Directive:
Extract every line of the data below that contains the string "siding". Case counts.

Pointing data excerpts
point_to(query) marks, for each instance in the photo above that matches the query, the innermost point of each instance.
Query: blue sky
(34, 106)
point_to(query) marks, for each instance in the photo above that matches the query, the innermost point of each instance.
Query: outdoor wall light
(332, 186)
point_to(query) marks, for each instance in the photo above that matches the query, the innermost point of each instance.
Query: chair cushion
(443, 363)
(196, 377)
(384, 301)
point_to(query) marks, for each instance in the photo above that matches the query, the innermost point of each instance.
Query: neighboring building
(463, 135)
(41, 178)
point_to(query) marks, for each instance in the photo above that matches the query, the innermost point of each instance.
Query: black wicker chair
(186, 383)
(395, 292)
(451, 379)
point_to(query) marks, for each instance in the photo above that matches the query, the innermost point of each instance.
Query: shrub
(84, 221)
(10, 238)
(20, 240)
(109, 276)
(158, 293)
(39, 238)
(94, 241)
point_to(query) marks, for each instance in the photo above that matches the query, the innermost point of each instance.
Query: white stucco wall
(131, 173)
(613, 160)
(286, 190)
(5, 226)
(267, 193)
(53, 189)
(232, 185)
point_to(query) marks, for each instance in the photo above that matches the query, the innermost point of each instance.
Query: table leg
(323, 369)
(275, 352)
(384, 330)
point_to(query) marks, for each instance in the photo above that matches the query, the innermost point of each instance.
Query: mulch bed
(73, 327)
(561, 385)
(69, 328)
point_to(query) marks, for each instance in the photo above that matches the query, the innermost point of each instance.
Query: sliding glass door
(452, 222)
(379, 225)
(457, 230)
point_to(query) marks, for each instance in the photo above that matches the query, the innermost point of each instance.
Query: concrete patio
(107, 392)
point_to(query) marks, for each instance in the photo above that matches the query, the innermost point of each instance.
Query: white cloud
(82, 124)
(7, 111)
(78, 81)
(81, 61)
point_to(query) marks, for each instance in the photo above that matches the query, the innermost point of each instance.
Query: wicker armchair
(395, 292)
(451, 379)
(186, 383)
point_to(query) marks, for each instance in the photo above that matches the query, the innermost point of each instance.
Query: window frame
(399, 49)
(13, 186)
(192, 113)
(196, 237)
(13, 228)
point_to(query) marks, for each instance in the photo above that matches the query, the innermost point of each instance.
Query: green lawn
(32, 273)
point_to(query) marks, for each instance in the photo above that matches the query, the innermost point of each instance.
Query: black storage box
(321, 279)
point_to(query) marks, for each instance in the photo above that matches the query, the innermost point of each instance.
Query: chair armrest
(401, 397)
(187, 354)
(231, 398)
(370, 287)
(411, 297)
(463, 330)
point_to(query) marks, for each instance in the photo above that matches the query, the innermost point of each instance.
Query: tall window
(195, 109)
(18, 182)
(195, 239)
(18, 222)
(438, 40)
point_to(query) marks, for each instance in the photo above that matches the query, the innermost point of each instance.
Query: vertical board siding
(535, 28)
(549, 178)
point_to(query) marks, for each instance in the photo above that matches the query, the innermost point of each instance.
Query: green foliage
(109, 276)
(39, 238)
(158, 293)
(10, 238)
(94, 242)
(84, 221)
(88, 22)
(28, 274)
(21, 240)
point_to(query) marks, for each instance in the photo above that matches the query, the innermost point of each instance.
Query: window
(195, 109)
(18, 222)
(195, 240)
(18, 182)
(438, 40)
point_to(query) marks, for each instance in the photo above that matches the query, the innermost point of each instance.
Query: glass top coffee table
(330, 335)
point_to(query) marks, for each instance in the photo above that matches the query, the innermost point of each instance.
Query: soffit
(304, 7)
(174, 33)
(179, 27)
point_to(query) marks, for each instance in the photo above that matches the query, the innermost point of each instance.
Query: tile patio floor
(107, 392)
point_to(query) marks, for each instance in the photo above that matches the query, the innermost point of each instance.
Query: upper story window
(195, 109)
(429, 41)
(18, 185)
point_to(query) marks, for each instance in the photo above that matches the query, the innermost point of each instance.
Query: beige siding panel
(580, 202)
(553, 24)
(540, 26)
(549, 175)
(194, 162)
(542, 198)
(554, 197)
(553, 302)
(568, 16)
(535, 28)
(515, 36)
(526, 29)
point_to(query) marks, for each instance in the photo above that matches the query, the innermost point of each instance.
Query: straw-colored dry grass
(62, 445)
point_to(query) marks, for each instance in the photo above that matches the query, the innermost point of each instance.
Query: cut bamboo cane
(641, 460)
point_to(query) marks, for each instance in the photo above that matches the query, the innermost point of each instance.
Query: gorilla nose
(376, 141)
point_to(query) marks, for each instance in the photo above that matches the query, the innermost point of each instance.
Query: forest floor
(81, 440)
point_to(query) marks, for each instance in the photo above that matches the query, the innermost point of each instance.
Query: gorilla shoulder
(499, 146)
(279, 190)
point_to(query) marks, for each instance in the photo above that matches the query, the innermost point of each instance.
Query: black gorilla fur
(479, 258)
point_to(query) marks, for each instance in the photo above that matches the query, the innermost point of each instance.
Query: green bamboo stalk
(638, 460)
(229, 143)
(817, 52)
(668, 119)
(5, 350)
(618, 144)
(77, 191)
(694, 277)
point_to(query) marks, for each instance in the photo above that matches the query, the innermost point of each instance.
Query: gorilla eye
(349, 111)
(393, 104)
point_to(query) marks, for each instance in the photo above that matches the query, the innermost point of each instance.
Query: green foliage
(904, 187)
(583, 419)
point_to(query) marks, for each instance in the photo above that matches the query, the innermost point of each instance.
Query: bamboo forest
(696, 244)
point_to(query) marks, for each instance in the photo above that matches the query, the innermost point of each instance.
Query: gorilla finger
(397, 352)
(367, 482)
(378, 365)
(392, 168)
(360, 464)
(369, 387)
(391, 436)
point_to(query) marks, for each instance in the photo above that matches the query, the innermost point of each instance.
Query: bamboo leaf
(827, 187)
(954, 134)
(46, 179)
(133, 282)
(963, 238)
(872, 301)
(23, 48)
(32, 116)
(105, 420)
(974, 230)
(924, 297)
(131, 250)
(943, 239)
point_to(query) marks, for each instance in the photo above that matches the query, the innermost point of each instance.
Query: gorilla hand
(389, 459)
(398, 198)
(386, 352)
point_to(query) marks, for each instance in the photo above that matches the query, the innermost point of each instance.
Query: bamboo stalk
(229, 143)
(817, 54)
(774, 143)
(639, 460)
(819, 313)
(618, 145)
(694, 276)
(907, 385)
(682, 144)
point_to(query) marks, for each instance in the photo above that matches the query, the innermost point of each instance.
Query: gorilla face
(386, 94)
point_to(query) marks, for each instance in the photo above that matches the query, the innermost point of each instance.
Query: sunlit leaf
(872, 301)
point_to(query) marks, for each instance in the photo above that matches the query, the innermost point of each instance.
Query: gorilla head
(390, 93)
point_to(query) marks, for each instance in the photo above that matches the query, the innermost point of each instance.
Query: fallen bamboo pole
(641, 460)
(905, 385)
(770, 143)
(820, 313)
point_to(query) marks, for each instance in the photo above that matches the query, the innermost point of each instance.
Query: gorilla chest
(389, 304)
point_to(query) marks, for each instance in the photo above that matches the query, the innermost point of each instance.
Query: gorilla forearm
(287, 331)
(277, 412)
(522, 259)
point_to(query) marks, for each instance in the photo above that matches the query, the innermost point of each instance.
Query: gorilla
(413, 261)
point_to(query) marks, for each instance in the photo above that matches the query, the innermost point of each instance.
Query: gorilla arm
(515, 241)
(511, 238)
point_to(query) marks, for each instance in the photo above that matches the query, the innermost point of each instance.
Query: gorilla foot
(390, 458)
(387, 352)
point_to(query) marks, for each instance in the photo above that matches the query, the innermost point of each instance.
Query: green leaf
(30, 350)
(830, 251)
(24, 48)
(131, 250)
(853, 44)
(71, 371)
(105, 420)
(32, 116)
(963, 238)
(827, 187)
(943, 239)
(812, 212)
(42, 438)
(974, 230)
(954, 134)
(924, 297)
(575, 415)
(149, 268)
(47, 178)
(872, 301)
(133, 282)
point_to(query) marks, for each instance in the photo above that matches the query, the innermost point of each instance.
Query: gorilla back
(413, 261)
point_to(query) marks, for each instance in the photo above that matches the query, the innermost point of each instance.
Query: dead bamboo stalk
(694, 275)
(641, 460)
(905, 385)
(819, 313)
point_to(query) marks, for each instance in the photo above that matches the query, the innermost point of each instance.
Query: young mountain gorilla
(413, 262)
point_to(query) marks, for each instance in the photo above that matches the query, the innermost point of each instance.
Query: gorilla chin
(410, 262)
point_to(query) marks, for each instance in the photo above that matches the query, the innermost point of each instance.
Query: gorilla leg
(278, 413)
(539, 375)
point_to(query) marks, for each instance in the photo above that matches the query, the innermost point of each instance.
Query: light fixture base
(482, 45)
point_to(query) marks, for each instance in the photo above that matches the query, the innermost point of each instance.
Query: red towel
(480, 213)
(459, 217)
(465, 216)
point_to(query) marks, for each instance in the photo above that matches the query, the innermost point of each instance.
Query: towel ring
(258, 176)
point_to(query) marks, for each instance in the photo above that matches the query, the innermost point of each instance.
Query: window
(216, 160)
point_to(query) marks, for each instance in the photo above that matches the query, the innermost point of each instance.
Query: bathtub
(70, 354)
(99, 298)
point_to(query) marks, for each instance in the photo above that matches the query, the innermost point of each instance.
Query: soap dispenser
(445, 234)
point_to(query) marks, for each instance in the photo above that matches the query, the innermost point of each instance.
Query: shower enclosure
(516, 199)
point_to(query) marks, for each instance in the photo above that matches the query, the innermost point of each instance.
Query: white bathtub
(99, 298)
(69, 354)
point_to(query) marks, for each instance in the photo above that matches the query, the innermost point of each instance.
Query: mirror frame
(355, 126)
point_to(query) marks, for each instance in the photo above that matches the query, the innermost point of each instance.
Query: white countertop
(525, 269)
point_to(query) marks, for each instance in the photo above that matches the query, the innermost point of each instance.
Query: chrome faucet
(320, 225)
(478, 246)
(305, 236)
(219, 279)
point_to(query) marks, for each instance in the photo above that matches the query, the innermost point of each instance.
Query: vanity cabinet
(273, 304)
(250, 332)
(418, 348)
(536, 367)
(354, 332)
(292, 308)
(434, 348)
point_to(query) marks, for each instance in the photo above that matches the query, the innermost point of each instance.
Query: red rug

Task output:
Query: vertical board siding
Query: beige siding panel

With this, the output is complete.